→ Tasks to complete
a - Answer these questions about the buggle text, one answer per line, marked like the questions:
(i) What answer does the buggle give when asked isWallToLeft() in the middle of a hall?
(ii) Which call in the redefined isWallToLeft() carries the comment "reset direction"?
(iii) Where did the result of the test have to be saved instead of being returned directly?
b - Reproduce the passage of the buggle text that begins at the words "also returns false" and stops after the words "isWallToLeft() and isWallToRight()".

═════ Text extract

Well, let's assume that the buggle is in the middle of a hall (so
there is no wall in front or behind). When we ask
isWallToLeft(), the buggle turns to the left and answers
true. Now when we ask it isWallToRight, the buggle
turns to the right and gives us what answer? Well, the buggle is now
facing it's original direction with no wall in front, so it tells us
false. Therefore, our method isInHallway()
also returns false (since true &&
false is false). In order
for our isInHallway() method to work, we need to have the buggle
figure out whether there are walls to its left and right without
changing its position. It's not really possible to do so without
changing the buggle's position, but we can put the buggle back into
its original position before answering the question. So, the better
way to write isWallToLeft() and isWallToRight()
follows:
public boolean isWallToLeft ()
{
this.left();
boolean result = isFacingWall();
this.right(); // reset direction
return result;
}
public boolean isWallToRight ()
{
this.right();
boolean result = isFacingWall();
this.left(); // reset direction
return result;
} Notice that we had to save the result away in a variable rather than return the result of the test directly.
With the redefined methods
above, our isInHallway() method will now work
correctly.
Moral of the story: Methods that answer questions about the state of the environment should not change the state of the environment!

══════════
═════ Dataset entries

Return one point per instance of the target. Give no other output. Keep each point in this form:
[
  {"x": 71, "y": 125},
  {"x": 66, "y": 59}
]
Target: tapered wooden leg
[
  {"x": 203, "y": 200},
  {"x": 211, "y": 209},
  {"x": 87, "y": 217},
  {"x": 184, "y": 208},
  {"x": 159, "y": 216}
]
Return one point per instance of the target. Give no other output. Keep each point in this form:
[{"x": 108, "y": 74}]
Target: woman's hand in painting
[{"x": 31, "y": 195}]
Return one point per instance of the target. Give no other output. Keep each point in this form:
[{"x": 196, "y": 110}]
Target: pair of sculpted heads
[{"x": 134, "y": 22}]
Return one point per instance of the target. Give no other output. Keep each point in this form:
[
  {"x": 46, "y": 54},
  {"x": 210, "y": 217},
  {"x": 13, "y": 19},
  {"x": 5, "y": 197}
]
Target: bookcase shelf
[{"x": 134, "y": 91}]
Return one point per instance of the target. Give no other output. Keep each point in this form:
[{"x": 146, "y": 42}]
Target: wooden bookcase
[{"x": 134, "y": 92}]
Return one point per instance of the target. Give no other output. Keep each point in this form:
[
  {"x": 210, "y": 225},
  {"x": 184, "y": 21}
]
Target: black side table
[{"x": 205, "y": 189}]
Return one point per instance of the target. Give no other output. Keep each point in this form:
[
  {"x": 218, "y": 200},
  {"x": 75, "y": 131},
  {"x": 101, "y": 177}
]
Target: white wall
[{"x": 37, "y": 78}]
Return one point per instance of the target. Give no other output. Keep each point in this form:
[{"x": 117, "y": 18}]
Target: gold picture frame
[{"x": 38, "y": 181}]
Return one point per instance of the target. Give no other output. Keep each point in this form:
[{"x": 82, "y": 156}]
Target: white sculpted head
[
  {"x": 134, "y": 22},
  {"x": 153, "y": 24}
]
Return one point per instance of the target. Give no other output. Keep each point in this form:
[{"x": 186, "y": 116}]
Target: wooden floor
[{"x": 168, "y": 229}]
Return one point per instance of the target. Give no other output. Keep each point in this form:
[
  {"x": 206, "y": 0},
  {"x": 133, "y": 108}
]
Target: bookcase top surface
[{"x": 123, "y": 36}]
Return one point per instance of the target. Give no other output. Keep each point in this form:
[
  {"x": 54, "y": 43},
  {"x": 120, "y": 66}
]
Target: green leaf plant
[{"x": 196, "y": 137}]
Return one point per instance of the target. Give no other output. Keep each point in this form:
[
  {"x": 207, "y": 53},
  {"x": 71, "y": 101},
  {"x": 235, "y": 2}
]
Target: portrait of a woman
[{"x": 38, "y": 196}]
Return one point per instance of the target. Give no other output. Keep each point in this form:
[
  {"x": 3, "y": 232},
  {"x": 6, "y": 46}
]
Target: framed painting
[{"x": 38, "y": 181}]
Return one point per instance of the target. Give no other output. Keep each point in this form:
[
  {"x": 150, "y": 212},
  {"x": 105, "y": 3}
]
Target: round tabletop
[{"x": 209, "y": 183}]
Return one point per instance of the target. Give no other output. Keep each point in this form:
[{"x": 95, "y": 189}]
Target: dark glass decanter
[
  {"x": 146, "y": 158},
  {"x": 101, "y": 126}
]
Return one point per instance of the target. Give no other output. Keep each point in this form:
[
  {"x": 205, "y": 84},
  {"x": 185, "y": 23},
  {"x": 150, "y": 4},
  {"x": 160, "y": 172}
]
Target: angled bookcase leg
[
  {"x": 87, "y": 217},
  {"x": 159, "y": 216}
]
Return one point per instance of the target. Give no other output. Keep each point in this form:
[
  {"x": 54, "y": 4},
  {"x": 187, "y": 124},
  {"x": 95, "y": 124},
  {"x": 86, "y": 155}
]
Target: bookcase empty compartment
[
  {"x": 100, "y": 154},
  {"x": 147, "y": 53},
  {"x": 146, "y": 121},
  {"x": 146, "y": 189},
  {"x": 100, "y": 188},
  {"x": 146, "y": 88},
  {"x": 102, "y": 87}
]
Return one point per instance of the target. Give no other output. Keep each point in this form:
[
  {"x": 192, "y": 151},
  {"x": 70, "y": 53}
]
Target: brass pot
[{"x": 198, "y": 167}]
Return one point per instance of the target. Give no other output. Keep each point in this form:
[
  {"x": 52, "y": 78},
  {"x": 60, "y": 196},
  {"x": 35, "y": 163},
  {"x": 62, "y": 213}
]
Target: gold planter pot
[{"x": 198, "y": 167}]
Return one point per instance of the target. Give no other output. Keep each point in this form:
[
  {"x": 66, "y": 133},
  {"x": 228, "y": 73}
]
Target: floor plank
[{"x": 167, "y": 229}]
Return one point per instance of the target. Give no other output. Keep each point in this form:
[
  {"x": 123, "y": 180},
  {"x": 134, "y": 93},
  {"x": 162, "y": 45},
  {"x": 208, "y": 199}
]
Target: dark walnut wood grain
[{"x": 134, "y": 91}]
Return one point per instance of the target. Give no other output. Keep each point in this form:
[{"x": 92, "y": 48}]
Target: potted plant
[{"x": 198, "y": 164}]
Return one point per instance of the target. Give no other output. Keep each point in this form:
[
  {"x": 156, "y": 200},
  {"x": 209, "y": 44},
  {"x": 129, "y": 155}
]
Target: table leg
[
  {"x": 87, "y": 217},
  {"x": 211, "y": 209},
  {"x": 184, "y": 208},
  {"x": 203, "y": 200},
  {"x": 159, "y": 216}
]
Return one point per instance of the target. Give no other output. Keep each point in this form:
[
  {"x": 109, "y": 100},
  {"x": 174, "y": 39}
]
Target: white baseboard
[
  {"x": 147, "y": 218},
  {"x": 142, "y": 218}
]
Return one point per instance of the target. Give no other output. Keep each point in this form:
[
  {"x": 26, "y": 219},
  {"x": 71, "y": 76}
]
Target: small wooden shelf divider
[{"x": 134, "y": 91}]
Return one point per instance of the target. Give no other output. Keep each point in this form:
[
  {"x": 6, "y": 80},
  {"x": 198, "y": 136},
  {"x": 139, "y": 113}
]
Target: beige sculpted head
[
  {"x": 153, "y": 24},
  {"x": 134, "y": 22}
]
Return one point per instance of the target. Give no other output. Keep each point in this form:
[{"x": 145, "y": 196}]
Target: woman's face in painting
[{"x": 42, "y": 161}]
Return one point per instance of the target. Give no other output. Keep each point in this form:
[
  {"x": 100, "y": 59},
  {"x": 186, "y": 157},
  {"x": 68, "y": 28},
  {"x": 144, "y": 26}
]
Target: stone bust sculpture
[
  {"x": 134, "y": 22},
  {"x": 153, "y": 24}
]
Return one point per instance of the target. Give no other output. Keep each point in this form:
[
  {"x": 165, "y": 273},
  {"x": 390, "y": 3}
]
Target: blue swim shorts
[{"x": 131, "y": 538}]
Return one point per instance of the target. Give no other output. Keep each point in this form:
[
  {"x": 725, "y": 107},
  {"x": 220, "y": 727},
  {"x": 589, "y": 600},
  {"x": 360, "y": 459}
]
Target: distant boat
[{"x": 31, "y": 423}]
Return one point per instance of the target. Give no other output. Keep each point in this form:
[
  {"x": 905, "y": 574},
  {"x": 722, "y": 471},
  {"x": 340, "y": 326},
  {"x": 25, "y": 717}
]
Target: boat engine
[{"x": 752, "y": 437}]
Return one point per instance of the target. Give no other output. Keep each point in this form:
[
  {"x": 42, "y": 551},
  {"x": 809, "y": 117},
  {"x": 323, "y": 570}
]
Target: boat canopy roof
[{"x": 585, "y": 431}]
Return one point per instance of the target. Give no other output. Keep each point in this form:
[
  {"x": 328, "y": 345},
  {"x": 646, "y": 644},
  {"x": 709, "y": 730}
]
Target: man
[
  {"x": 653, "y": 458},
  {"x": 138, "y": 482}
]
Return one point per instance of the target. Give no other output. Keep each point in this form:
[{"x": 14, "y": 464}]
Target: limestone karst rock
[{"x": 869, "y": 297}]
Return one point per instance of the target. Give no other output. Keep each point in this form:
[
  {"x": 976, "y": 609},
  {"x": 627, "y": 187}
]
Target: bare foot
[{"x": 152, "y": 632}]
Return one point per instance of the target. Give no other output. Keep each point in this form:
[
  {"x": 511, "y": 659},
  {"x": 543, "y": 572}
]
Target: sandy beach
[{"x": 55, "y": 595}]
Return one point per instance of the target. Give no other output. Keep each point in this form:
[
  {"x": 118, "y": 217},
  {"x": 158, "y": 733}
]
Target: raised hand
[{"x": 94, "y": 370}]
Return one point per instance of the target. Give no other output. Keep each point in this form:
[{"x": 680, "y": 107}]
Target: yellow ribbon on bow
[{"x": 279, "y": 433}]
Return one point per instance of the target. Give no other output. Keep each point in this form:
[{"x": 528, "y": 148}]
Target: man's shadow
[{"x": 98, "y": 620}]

══════════

→ Worked solutions
a -
(i) True.
(ii) this.right();
(iii) In a variable.

b -
also returns false (since true &&
false is false). In order
for our isInHallway() method to work, we need to have the buggle
figure out whether there are walls to its left and right without
changing its position. It's not really possible to do so without
changing the buggle's position, but we can put the buggle back into
its original position before answering the question. So, the better
way to write isWallToLeft() and isWallToRight()